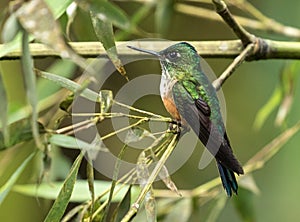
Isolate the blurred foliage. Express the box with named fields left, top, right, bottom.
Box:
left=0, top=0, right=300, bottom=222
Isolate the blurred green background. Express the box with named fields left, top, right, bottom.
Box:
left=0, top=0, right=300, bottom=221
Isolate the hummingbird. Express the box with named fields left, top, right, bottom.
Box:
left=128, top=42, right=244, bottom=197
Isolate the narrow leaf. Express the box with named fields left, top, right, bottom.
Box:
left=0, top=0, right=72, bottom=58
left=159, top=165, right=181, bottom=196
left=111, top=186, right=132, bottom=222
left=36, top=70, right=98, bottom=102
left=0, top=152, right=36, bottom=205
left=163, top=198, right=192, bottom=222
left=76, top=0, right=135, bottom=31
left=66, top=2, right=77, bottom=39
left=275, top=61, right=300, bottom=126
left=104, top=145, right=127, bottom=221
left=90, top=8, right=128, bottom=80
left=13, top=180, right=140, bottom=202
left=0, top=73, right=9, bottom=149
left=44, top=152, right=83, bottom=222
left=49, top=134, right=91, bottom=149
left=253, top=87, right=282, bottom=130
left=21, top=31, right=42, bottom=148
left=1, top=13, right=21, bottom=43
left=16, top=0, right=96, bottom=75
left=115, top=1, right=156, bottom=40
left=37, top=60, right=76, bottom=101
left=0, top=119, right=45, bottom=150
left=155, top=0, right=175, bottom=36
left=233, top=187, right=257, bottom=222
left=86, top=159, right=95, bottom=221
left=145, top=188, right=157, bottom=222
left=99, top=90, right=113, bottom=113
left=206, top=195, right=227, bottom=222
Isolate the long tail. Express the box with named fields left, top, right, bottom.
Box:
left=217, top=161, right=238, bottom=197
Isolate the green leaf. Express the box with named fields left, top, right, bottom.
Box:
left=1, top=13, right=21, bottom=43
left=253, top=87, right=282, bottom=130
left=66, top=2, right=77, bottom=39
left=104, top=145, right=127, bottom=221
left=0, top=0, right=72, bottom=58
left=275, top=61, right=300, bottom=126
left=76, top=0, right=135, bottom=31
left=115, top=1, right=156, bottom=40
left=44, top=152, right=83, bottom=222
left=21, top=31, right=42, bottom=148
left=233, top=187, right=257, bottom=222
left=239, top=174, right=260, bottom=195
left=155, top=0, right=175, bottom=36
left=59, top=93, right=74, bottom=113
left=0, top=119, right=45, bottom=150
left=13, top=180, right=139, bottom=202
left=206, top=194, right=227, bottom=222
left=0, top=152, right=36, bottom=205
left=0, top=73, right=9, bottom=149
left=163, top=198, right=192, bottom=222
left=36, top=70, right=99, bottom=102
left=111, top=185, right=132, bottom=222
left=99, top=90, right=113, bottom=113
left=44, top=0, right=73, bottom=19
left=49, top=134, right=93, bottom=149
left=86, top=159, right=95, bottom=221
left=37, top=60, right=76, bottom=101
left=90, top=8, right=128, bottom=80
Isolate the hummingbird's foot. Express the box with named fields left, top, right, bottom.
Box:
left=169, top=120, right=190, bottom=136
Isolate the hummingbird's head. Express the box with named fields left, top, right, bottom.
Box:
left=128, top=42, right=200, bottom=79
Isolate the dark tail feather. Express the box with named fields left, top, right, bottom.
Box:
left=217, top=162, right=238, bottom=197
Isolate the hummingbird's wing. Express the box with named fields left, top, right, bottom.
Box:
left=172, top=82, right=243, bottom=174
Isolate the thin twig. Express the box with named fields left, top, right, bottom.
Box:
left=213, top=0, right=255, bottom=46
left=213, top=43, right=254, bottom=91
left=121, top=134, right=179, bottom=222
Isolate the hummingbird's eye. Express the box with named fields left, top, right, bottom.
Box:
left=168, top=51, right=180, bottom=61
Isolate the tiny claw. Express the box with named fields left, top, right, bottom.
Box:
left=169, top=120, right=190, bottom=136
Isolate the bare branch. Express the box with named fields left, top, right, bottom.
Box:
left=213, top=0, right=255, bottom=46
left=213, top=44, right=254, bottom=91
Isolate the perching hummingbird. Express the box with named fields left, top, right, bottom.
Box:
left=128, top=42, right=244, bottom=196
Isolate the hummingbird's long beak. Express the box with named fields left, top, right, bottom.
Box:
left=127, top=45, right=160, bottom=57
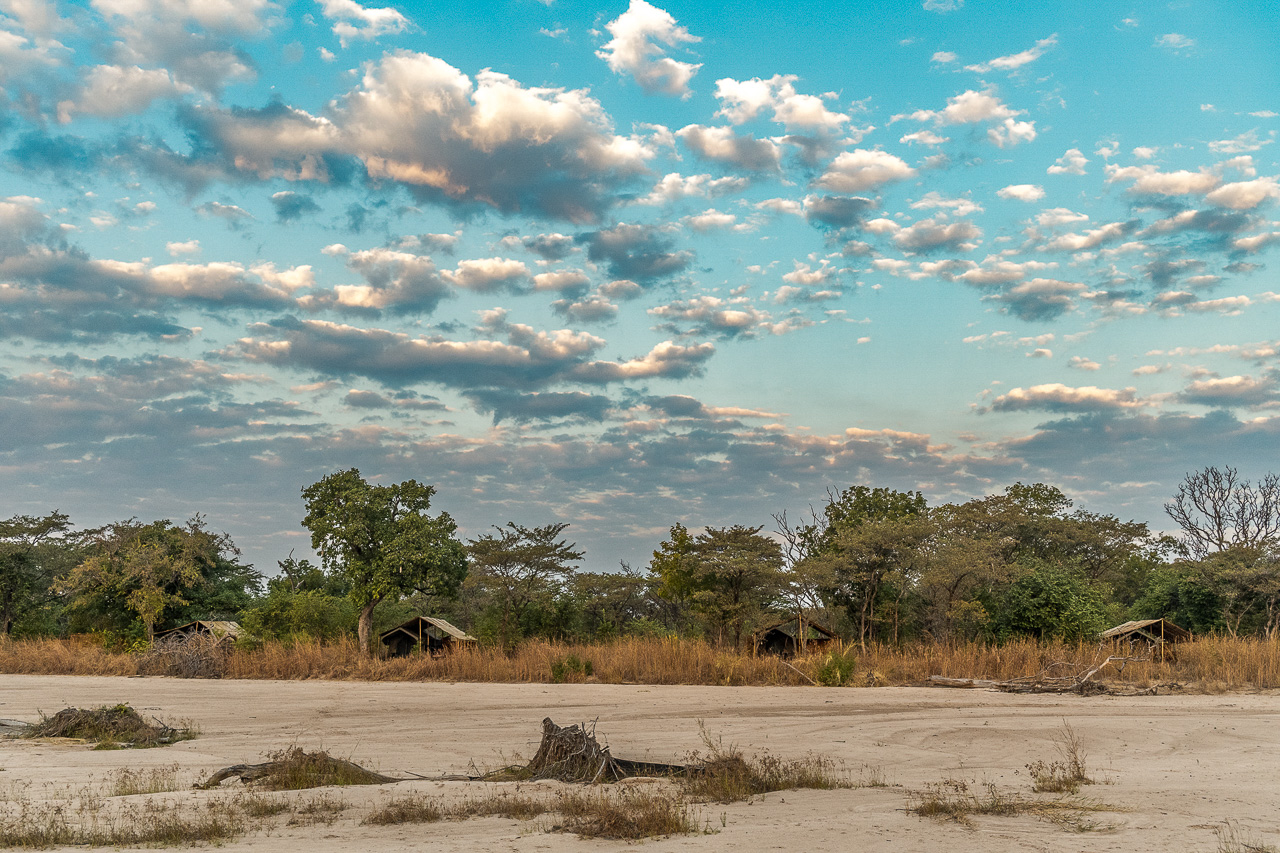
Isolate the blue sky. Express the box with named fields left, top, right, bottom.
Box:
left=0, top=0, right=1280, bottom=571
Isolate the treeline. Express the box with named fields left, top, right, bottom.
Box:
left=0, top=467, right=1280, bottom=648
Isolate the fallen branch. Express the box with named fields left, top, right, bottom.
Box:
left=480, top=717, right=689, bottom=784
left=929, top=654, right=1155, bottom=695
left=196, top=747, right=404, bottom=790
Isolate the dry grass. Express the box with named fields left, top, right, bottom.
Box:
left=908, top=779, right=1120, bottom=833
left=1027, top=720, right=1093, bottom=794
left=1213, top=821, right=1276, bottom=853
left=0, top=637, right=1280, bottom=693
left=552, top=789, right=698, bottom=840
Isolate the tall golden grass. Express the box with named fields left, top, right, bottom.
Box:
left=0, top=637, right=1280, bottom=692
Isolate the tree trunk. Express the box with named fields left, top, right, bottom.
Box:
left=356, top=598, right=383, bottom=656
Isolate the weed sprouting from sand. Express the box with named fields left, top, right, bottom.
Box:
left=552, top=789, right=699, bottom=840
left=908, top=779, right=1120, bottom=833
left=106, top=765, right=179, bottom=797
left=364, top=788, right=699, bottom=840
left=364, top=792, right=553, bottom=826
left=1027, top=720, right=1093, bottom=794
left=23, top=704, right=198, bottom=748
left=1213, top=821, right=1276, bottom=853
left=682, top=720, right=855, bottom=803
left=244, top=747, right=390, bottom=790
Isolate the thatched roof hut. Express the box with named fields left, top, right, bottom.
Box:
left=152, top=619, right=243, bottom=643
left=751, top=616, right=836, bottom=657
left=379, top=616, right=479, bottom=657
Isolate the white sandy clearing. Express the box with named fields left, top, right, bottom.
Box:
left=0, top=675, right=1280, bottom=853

▶ **Exercise**: Reproduce the lines starting at the one containing "Isolate the narrow" and ending at the one containing "left=217, top=161, right=238, bottom=197", both ends included, and copy everything except the box coordinates unchanged. Multiply each coordinate value by 1.7 and round it to a whole number, rounding halves up.

▶ **Complete response**:
Isolate the narrow leaf. Express the box with named fields left, top, right, bottom.
Box:
left=0, top=0, right=122, bottom=99
left=270, top=281, right=308, bottom=333
left=189, top=316, right=224, bottom=377
left=61, top=119, right=167, bottom=173
left=0, top=258, right=61, bottom=349
left=277, top=337, right=326, bottom=377
left=129, top=0, right=230, bottom=53
left=112, top=3, right=131, bottom=66
left=468, top=104, right=510, bottom=214
left=177, top=247, right=216, bottom=376
left=153, top=14, right=218, bottom=136
left=22, top=306, right=238, bottom=343
left=0, top=124, right=15, bottom=253
left=75, top=258, right=141, bottom=377
left=83, top=228, right=155, bottom=253
left=430, top=148, right=479, bottom=221
left=36, top=53, right=71, bottom=252
left=2, top=22, right=36, bottom=73
left=27, top=0, right=163, bottom=128
left=196, top=2, right=265, bottom=68
left=63, top=102, right=129, bottom=172
left=0, top=202, right=77, bottom=255
left=264, top=0, right=298, bottom=61
left=396, top=318, right=437, bottom=377
left=146, top=270, right=162, bottom=376
left=247, top=320, right=267, bottom=377
left=168, top=153, right=192, bottom=192
left=350, top=332, right=386, bottom=377
Isolate the long tail. Express the box with named fields left, top, right, bottom.
Box:
left=369, top=274, right=405, bottom=335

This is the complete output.